- TASK STATEMENT
Repeat the records in full and exactly, omitting pictures.

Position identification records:
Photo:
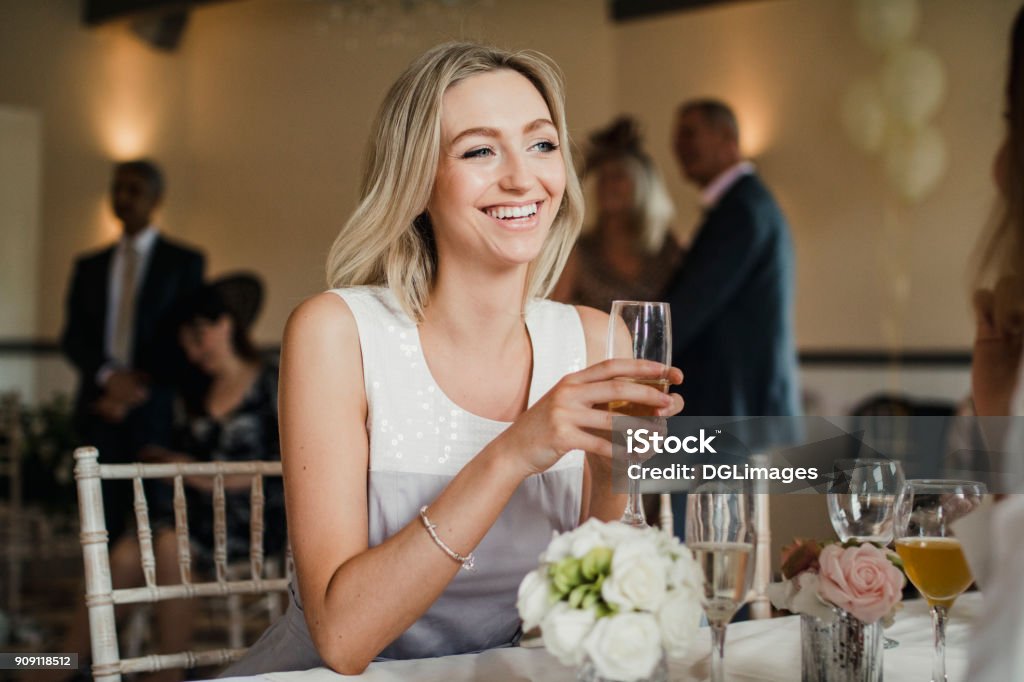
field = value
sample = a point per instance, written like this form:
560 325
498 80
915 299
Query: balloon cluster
889 114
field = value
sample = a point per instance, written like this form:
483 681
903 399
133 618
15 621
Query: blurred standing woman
629 252
993 537
434 409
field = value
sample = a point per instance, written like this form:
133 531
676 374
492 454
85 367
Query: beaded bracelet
466 561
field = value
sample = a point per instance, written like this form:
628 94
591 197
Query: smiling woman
438 418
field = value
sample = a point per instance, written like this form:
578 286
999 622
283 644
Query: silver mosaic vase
844 650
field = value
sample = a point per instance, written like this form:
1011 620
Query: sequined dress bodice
419 440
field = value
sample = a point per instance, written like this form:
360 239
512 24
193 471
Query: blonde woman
629 253
432 407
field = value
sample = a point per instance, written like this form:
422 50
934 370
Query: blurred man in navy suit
119 333
732 298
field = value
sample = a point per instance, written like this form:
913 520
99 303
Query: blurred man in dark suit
732 298
119 334
732 317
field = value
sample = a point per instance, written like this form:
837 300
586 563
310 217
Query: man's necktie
126 308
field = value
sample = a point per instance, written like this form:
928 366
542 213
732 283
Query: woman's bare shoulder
595 331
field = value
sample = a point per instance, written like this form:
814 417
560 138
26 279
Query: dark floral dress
248 432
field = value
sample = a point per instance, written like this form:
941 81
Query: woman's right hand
571 415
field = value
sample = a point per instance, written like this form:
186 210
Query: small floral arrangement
616 595
860 579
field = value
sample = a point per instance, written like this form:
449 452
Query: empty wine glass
862 499
640 330
932 557
720 533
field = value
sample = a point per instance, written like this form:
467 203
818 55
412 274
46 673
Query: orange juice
936 566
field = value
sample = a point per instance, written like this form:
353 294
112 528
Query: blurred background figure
119 335
732 299
226 412
993 537
628 252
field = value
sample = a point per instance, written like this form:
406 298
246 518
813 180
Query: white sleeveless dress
419 440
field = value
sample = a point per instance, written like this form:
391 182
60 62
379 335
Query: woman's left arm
598 499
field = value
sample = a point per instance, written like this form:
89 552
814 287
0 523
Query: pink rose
859 580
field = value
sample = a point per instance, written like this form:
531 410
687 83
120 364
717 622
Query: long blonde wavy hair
389 239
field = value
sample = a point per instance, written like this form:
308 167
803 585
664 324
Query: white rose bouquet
615 595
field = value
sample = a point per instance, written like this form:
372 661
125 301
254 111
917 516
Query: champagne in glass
932 556
720 533
640 330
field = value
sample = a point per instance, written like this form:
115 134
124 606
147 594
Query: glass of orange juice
932 555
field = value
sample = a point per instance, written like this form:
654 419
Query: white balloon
885 24
863 115
913 84
914 163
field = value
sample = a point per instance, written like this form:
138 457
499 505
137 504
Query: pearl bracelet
466 561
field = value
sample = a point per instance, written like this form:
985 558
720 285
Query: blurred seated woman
438 416
628 253
228 413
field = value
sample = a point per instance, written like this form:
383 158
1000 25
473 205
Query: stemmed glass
932 556
720 533
640 330
862 503
862 499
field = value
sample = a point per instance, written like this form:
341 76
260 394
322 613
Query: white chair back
100 597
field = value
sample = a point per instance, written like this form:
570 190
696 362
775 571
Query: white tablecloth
755 651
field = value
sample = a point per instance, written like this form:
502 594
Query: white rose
563 630
679 619
532 601
627 646
586 538
685 573
638 577
558 548
800 595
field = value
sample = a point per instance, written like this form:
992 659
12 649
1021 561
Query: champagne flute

- EXERCISE OUTPUT
Photo:
field = value
sample = a point per instance, written like this form:
560 325
498 80
915 299
Query: balloon cluster
889 114
field = value
sample = a point per instance, written like this form:
483 681
903 399
133 618
15 621
Query: blurred standing woman
629 252
993 537
434 409
field = value
sample = a point per instance, written like this form:
133 531
676 374
492 454
85 367
Query: beaded bracelet
466 561
field = value
sample = a point per instance, written like this form:
628 94
591 197
Query: smiling woman
438 418
field = value
sample = a point per instance, written like this form:
578 286
999 622
283 644
Query: silver mosaic vase
844 650
field = value
sample = a point per instance, written like this form:
1011 620
Query: sequined dress bodice
419 440
field = value
sample = a point per instance, written like this form:
360 239
512 24
193 471
Query: blonde woman
629 253
432 407
field = value
sample = a point per instance, written like this form:
422 50
934 370
Query: blurred man in navy suit
119 333
732 298
field = value
sample = a point per instance, written like this form:
913 520
99 303
Query: blurred man in dark suit
732 298
119 334
732 317
field = value
sample = a point per instance, written like this form:
837 300
586 563
310 217
Query: man's necktie
126 308
field = value
sample = a point per instance, written like this form:
928 366
542 213
732 283
Query: woman's bare shoulder
595 331
field = value
sample = a point per instance, written like this form:
814 417
560 138
26 279
Query: dark floral dress
248 432
field = value
sample = a point per instance, written like this form:
941 81
Query: woman's right hand
571 415
field = value
sample = a point per instance, written like this form:
186 210
Query: small floral arrangement
616 595
860 579
field = value
sample = a point per instance, written like this form:
449 452
Query: empty wine glass
862 499
640 330
932 557
720 533
field = value
sample = a point per instance, written like this form:
467 203
818 55
412 274
46 673
Query: orange juice
936 566
field = value
sample = a point per instance, written like this form:
353 294
112 528
Query: blurred background figure
119 335
732 299
226 412
993 537
628 252
field = value
sample = a point per instance, written like this form:
406 298
246 518
813 180
Query: white sleeveless dress
419 440
field = value
sample = a point per instance, written like this form:
391 182
60 62
379 335
Query: woman's left arm
598 499
field = value
sample = a point per instance, written like this form:
89 552
814 287
0 523
Query: pink rose
859 580
field = value
sample = a point per instance, written like this form:
531 410
687 83
120 364
717 622
Query: long blonde wavy hair
389 239
field = value
sample = a point per instance, written like this form:
308 167
803 585
664 324
Query: white rose bouquet
615 595
field = value
sample = a point per instance, written like this form:
372 661
125 301
254 111
917 516
Query: champagne in glass
932 556
720 533
640 330
field = value
sample = a point per instance, written like this form:
115 134
124 606
147 594
Query: glass of orange juice
932 555
field = value
sample = a point per instance, written like this form:
654 419
Query: white balloon
885 24
863 115
913 84
914 163
field = value
sample = a point per instance, written like this form:
138 457
499 505
137 504
Query: pearl bracelet
466 561
field = value
sample = a point per instance, written like this form:
985 558
720 285
Query: blurred seated woman
438 416
628 253
228 413
field = value
sample = a point per instance, written like this form:
383 158
1000 25
473 205
Query: stemmed glass
932 556
720 533
640 330
862 503
862 499
field = value
sample = a point per instance, written like this form:
341 76
260 394
322 613
Query: white chair back
100 597
field = value
sample = a point per instance, written like this form:
570 190
696 362
775 571
Query: white tablecloth
755 651
field = value
sample = a point per instance, written like this form:
502 594
Query: white rose
563 630
679 619
532 601
627 646
586 538
685 573
638 577
558 548
800 595
field = value
sample = a point per instance, written like this form:
992 659
12 649
1021 561
Query: champagne flute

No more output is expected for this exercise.